- **TASKS TO PERFORM**:
1. Transcribe the perilipin passage between "Next, Bi et" and "lipid droplet surface.", inclusive.
2. Summarize the perilipin passage in three sentences.

- **PROVIDED PASSAGE**:
========================================================================

Lipids are stored in cellular locales called “lipid droplets.” The lipid droplet surface is a lipid monolayer coated with specific proteins. The best known lipid droplet surface proteins are “PAT” (Perilipin, ADRP and TIP47) domain proteins, or “Perilipins.” Inside the lipid droplet is a core of lipids made up of triacylglycerol (TAG) and esterified cholesterol. Under states of starvation, lipases are recruited to lipid droplets to release fatty acids from TAG (see below).
Recruitment of the lipase Adipose Triglyceride Lipase (ATGL) and Hormone-Sensitive Lipase (HSL) to the lipid droplet can either be blocked or promoted by Perilipins. In mammalian cells, Perilipin 1 (PLIN1) blocks lipases from lipid droplets during basal conditions. However, during starvation, PLIN1 is modified and becomes a recruiter of HSL. As predicted by the role of PLIN1 in preventing recruitment of lipases under basal conditions, plin1 mutant mice are lean, probably because they are less able to store fat.
Mammalian cells have five Perilipins, yet Drosophila only have 2. This genomic simplicity also simplifies studies of Perilipin function. Bi et al. took advantage of Perilipin simplicity in Drosophila in their 2012 paper entitled “Opposite and redundant roles of the two Drosophila perilipins in lipid mobilization” in the Journal of Cell Science. This blog highlights the major findings from that paper.
Bi et al. found that both Drosophila PLIN1 and PLIN2 proteins localize to the surface of lipid droplets.
Flies mutant for PLIN1 have large lipid droplets (below, left two panels) and do not mobilize lipids during starvation (below, right, Bi et al., 2012). Therefore, PLIN1 promotes lipolysis during starvation.
Next, Bi et al. showed that PLIN1 likely promotes lipolysis during starvation through the recruitment of the lipase HSL to lipid droplets. In wild type cells from starved animals, HSL localizes to the surface of lipid droplets (below, A). That localization doesn’t occur in plin1 mutants (below, B).
These data from Bi, et. al. indicate that PLIN1 promotes the mobilization of lipids from lipid droplets. During starvation, PLIN1 likely promotes lipid mobilization through recruiting the lipase Hsl to the lipid droplet surface.
Prior studies showed that Drosophila PLIN2 has an opposite role…PLIN2 prevents lipid mobilization by shielding lipid droplets from ATGL. Bi, et. al think PLIN2 shields lipid droplets from Hsl too, because Hsl was observed on the lipid droplet surface in plin2 mutant cells from well fed animals (data not shown). Well fed wild type larvae do not have Hsl on the surface of their lipid droplets (above, A). Below is a model depicting the roles of PLIN1 and PLIN2 in the regulation of the lipases ATGL and HSL in Drosophila lipid droplets.
However, this model is overly simplistic. Bi et al. created flies that were doubly mutant for plin1 and plin2. The model above suggests that plin1; plin2 larvae might have a phenotype equivalent to, or intermediate between, the plin1 and plin2 single mutant phenotypes. However, the plin1; plin2 larvae have smaller lipid droplets then the plin2 mutant (not shown). This implies that there are scenarios in wild type animals where PLIN1 and PLIN2 both function to prevent lipid mobilization. I suspect that the model above is mostly accurate, yet when gene dosage of PLIN1 and/or PLIN2 is altered — like in the double mutant situation — these proteins can compensate for one another.

========================================================================

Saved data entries
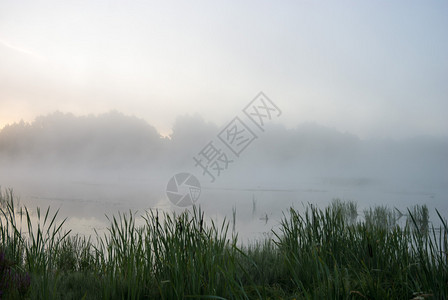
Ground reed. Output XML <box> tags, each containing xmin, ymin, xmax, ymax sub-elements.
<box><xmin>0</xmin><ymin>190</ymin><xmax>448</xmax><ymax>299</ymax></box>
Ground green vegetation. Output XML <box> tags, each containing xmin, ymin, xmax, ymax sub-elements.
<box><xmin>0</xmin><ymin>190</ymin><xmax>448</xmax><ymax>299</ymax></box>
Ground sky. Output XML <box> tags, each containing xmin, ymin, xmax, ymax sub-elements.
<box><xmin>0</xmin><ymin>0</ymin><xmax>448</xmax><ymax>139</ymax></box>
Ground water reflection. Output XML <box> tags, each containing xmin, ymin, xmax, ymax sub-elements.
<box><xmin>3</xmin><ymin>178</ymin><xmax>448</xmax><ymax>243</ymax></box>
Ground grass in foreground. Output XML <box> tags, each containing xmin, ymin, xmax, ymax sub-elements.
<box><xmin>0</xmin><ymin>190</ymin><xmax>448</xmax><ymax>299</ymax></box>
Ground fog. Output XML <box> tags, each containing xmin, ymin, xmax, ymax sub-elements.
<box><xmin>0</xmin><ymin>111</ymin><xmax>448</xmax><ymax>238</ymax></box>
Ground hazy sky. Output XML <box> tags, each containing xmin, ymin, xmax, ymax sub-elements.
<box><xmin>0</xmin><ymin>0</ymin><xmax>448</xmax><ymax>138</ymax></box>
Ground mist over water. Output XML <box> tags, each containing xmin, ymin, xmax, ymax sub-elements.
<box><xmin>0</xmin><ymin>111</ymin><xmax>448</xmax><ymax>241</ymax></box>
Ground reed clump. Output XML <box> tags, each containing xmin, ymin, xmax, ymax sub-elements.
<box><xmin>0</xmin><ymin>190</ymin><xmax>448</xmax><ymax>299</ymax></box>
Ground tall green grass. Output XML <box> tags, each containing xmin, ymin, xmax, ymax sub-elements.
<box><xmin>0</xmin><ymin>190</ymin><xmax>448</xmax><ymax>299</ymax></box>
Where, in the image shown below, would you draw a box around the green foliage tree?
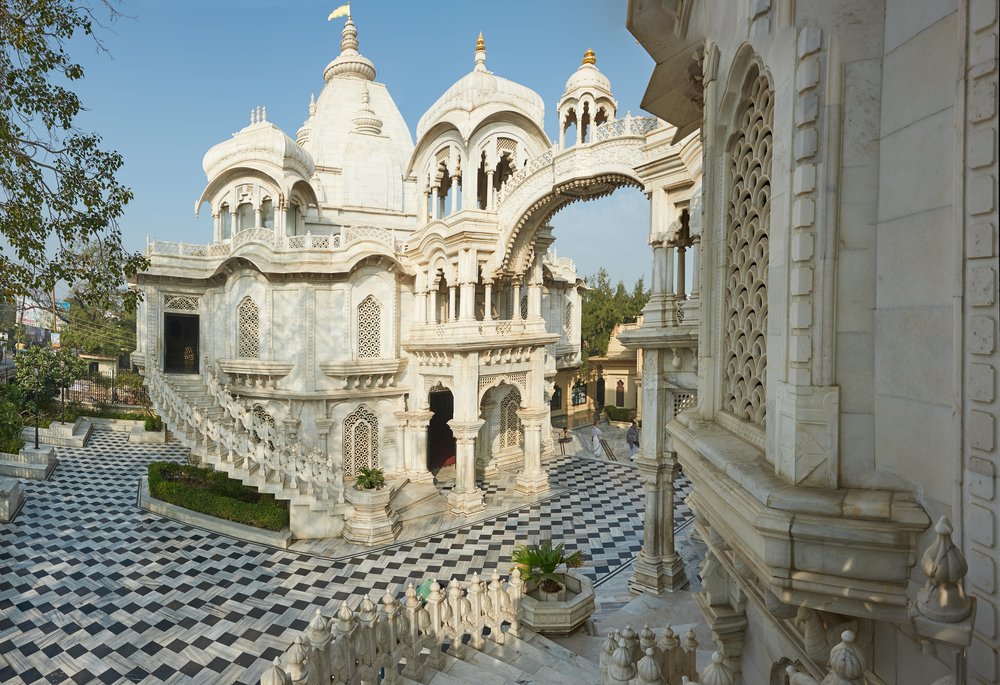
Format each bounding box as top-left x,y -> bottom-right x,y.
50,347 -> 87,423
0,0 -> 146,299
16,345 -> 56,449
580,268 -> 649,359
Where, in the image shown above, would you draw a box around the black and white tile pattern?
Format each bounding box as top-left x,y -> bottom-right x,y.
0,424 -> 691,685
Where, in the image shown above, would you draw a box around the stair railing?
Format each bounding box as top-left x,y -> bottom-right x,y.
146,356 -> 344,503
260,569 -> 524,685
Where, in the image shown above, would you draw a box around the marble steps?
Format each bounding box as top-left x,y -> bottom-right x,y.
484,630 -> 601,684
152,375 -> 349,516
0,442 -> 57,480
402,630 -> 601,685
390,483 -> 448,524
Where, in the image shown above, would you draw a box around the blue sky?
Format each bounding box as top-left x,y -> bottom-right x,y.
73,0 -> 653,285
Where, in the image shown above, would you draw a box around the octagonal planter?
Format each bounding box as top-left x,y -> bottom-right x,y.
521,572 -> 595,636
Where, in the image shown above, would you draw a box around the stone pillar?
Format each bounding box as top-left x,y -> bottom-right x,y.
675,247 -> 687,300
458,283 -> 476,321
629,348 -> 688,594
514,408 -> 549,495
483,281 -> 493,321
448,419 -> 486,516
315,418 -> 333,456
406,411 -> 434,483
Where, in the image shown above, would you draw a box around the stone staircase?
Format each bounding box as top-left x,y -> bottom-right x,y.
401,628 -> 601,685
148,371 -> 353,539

========================================================================

- **SOLUTION LIST**:
1.
Next, Bi et al. showed that PLIN1 likely promotes lipolysis during starvation through the recruitment of the lipase HSL to lipid droplets. In wild type cells from starved animals, HSL localizes to the surface of lipid droplets (below, A). That localization doesn’t occur in plin1 mutants (below, B).
These data from Bi, et. al. indicate that PLIN1 promotes the mobilization of lipids from lipid droplets. During starvation, PLIN1 likely promotes lipid mobilization through recruiting the lipase Hsl to the lipid droplet surface.

2. Lipid droplets hold a core of triacylglycerol and esterified cholesterol under a protein-coated monolayer, and Perilipins can either block or promote recruitment of the lipases ATGL and HSL. Using Drosophila, which has only two Perilipins, Bi et al. found that PLIN1 promotes lipid mobilization during starvation, likely by recruiting HSL to lipid droplets, whereas PLIN2 prevents mobilization by shielding droplets from ATGL. Larvae mutant for both plin1 and plin2 have smaller lipid droplets than plin2 mutants, implying that in some scenarios both proteins function to prevent lipid mobilization.